*** Opening Listed records ***

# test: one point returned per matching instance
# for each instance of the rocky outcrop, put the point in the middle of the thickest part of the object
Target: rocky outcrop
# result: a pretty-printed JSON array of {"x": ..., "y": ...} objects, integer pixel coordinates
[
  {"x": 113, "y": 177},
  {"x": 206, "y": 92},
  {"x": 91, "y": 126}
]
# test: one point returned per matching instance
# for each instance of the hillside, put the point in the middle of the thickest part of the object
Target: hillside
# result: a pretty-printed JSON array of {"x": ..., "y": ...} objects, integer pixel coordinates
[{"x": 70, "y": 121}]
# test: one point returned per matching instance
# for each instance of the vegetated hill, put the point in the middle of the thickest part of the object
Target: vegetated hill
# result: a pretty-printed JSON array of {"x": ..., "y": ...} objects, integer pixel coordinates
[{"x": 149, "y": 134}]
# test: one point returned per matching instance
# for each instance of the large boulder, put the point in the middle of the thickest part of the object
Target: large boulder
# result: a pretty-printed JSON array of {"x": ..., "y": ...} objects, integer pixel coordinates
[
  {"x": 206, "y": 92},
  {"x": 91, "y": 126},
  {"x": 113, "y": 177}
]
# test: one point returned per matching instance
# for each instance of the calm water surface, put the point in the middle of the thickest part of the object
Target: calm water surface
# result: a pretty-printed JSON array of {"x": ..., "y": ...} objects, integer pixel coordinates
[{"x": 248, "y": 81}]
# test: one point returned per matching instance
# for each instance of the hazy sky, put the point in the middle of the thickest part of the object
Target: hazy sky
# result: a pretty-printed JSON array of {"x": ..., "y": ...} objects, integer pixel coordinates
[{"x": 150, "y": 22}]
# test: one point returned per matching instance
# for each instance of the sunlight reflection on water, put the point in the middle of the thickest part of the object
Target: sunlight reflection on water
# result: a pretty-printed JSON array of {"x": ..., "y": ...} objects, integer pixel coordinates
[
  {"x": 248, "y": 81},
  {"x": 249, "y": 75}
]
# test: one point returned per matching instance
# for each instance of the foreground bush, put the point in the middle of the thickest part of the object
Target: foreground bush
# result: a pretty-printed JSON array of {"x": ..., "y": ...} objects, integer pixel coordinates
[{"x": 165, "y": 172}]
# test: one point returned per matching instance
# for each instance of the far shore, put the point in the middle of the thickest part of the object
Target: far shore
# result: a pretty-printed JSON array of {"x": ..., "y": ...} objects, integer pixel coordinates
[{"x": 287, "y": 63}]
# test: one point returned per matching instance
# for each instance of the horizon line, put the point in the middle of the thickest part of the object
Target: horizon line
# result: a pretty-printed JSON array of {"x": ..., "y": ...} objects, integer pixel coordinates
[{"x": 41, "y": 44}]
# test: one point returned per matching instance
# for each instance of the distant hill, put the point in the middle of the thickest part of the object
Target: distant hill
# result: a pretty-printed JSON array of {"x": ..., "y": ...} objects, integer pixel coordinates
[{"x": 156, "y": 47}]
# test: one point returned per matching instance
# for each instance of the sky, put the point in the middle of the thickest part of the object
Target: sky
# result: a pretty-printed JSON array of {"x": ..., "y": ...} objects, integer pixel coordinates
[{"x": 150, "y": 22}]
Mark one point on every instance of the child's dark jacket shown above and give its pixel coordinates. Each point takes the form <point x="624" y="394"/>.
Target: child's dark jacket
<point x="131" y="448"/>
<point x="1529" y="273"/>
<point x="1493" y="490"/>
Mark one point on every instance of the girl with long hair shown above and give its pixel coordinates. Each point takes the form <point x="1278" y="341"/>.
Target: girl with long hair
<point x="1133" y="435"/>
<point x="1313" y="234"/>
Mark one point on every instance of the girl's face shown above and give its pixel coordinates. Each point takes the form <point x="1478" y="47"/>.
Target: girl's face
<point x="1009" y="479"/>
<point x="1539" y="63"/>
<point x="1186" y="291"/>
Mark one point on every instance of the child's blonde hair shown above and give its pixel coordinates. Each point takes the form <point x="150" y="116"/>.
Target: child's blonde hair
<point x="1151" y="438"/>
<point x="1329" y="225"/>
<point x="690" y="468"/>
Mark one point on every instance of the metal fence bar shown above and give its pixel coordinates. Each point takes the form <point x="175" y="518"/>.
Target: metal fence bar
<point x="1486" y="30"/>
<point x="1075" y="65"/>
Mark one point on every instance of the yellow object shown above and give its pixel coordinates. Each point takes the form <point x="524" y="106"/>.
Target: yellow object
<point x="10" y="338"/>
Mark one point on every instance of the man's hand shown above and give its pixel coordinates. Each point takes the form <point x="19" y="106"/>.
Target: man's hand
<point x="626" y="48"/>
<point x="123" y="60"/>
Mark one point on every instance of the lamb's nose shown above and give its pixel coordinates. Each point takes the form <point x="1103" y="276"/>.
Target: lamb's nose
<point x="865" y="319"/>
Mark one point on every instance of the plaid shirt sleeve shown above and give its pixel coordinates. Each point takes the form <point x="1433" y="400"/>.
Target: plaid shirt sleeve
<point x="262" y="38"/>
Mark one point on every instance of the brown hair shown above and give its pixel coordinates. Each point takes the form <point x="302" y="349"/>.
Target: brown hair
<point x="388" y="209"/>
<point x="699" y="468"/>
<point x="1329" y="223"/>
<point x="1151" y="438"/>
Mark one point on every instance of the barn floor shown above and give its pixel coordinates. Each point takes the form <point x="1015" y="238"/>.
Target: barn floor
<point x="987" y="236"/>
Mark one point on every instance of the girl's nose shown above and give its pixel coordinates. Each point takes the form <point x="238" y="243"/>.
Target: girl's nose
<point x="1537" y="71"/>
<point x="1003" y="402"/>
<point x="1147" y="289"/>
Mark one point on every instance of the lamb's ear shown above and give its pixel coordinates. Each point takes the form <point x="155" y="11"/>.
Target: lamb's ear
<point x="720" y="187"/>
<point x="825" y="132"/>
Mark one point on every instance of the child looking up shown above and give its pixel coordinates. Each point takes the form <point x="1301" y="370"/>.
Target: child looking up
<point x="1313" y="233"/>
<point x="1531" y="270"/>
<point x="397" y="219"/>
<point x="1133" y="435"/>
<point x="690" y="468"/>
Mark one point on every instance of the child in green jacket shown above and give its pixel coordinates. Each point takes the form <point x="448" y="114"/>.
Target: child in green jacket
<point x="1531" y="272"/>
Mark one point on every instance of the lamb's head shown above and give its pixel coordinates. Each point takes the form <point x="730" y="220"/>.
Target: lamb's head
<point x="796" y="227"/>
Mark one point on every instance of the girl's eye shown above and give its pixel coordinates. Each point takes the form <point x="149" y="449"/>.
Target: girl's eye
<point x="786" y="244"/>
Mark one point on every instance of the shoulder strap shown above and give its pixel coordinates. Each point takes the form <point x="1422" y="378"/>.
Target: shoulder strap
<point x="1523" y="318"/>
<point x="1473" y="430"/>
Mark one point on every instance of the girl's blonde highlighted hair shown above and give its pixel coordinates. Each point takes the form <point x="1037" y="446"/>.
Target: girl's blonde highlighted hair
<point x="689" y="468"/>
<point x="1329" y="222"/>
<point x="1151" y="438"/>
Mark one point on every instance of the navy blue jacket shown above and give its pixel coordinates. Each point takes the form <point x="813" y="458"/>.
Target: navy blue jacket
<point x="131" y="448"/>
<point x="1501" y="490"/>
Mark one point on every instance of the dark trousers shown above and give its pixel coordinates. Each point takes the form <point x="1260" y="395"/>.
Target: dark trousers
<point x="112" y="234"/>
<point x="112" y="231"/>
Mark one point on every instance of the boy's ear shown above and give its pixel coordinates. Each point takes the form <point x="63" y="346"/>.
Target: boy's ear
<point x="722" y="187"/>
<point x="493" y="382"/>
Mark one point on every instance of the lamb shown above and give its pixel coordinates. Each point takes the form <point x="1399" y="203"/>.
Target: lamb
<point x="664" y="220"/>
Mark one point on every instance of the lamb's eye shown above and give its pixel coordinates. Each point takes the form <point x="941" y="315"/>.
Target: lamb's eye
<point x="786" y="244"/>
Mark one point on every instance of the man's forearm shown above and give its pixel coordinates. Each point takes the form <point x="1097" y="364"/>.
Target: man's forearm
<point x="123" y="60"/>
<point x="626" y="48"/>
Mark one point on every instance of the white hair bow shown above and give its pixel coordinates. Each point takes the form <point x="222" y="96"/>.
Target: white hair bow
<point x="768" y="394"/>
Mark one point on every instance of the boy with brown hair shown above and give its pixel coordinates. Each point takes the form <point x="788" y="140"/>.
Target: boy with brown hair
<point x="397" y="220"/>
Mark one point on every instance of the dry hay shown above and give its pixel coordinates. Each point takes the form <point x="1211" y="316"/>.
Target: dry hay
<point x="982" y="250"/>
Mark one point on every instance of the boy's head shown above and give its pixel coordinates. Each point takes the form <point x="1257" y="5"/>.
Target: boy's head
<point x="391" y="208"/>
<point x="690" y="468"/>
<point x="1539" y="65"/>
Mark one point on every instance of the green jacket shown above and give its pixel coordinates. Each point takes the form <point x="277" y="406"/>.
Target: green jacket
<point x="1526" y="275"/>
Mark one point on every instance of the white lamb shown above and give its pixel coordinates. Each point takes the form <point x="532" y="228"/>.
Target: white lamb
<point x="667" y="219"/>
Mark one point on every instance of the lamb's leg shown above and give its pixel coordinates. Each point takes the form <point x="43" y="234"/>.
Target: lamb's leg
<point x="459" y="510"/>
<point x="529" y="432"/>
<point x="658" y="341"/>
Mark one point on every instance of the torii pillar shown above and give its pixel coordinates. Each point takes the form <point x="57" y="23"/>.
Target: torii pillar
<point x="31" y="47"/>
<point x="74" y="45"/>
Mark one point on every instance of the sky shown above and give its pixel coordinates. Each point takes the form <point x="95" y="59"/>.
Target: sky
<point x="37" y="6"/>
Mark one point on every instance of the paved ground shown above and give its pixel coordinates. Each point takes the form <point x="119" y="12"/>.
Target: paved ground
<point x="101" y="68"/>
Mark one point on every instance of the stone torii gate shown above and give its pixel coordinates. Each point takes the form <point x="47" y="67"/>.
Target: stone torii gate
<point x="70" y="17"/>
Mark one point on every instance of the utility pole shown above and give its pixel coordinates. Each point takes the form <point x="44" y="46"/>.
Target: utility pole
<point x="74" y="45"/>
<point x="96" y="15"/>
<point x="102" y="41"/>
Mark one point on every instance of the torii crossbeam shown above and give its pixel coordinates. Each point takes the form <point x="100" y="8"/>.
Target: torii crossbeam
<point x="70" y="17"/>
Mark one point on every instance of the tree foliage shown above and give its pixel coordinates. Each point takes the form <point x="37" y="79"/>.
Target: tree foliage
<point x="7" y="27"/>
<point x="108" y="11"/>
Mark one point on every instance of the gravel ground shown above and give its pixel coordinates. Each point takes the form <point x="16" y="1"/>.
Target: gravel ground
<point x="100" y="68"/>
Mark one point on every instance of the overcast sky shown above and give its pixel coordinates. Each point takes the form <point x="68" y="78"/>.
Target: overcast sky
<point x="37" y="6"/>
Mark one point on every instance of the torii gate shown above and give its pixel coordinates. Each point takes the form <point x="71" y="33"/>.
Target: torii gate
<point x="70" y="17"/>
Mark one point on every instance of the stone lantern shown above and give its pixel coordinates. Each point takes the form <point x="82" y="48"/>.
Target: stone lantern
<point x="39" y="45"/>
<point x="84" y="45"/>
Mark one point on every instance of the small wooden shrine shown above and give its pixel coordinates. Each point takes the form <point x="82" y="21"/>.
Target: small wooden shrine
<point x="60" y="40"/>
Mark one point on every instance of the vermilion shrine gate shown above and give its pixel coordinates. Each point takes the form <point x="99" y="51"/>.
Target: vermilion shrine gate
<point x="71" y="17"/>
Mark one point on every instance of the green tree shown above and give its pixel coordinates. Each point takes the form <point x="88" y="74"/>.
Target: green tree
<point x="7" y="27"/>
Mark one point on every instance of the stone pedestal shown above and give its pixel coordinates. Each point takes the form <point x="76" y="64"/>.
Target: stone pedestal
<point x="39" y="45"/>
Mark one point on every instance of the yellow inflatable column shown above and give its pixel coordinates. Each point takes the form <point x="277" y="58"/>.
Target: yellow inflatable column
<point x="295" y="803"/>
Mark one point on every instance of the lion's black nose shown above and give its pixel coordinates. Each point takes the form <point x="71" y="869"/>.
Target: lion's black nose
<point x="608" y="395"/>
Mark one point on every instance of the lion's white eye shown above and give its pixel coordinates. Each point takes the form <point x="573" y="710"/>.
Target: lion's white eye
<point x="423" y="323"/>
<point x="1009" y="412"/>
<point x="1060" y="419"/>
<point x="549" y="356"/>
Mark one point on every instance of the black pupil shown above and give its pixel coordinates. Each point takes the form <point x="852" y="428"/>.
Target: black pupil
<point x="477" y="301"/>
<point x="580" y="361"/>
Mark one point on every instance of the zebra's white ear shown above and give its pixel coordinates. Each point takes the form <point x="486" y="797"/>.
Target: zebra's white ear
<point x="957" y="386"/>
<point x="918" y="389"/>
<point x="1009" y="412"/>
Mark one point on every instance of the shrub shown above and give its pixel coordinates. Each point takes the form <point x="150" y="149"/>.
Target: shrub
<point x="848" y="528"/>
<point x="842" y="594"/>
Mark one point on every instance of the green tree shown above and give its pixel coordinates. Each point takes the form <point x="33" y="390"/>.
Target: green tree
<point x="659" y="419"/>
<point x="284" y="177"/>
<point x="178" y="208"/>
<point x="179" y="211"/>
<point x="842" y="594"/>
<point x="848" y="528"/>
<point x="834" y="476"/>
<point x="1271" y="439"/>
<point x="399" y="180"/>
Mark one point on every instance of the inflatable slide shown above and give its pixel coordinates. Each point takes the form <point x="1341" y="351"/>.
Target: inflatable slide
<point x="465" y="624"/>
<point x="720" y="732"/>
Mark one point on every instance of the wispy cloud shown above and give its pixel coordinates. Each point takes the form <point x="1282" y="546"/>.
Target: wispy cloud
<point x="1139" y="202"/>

*** Closing Listed records ***

Exercise: Find and copy each line of the data where "water" is present.

Solution for this task:
# for each instance of the calm water surface, put the point in the middle of the thickest part of the object
Target: calm water surface
# for each instance of the sunlight reflection on water, put the point in the middle of the thickest part of the object
Target: sunlight reflection on water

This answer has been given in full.